### GIVEN DATA
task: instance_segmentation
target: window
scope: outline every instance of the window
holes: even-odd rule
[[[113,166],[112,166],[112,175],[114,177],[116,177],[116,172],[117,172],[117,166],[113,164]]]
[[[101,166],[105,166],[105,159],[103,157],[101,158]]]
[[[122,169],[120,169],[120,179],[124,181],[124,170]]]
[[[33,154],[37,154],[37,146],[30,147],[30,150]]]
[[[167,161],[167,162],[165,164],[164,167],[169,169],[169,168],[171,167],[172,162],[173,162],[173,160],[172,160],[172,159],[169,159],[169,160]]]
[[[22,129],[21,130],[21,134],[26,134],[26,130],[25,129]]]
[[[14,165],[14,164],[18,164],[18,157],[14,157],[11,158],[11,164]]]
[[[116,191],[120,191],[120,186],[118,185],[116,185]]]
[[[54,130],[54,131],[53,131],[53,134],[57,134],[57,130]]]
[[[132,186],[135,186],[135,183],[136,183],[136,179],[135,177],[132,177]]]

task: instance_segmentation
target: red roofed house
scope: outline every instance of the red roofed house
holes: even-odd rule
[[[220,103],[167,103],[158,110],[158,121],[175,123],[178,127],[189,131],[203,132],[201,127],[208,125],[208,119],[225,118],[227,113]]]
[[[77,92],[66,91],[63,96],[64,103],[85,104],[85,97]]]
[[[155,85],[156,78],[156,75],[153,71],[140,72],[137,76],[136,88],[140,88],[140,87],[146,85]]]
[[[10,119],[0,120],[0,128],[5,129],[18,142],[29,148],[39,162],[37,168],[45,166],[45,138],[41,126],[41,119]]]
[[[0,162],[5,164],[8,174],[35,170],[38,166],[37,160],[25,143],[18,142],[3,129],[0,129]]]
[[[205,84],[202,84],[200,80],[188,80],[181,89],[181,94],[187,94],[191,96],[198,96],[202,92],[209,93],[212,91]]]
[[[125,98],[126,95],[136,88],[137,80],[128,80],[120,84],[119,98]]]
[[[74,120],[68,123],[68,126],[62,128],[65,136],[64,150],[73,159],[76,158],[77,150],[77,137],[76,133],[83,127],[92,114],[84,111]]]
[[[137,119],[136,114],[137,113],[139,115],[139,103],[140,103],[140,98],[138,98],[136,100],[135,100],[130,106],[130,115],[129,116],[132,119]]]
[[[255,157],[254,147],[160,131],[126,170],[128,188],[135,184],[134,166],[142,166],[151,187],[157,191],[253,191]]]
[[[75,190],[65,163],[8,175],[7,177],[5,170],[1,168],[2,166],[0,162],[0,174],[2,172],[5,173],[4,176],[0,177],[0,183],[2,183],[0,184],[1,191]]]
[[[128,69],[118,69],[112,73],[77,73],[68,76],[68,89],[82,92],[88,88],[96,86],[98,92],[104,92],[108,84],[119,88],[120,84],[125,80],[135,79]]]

### WHAT THE TASK ASKS
Count the lines in the records that contain the string "window", and give only that count as a number.

### PROBLEM SOLUTION
2